Source records
┌──
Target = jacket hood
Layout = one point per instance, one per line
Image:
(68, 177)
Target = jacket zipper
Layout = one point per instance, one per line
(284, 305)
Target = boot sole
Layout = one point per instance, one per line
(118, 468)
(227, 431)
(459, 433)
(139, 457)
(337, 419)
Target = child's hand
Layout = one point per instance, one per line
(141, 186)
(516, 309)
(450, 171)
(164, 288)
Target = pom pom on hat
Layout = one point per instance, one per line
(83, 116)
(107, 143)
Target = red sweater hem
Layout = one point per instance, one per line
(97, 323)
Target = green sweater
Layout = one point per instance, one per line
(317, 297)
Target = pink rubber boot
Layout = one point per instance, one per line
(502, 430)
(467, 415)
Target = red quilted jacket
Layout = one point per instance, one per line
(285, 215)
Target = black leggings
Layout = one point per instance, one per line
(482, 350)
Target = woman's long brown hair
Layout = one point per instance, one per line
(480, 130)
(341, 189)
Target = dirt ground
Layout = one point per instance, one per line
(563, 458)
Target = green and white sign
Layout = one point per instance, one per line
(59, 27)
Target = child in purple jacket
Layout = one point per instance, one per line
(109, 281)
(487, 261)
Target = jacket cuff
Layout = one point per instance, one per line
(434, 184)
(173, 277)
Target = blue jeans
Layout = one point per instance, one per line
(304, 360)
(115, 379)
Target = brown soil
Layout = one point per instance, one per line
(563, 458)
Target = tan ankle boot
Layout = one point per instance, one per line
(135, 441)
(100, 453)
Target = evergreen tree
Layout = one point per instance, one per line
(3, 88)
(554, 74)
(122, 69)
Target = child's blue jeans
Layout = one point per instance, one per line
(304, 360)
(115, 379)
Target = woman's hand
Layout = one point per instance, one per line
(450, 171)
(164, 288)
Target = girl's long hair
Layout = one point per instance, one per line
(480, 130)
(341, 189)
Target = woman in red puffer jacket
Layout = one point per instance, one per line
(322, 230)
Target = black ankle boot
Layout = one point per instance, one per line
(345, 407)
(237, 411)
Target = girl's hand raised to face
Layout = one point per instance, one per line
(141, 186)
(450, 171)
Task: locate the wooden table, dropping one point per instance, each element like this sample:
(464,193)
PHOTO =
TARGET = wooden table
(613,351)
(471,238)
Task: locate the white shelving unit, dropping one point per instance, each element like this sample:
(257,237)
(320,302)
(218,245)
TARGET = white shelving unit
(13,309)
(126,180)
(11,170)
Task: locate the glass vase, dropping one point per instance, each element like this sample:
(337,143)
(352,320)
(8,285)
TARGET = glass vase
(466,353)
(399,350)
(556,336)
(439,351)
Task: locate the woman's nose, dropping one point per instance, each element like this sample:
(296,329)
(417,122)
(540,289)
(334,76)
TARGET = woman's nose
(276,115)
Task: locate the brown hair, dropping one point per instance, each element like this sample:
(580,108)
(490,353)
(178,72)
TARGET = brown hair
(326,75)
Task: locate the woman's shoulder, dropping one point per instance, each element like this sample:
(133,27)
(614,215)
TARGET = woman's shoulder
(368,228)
└──
_Exercise aim_
Every line with "jeans" in it should be copied from the entries.

_Response area_
Target = blue jeans
Target = child's blue jeans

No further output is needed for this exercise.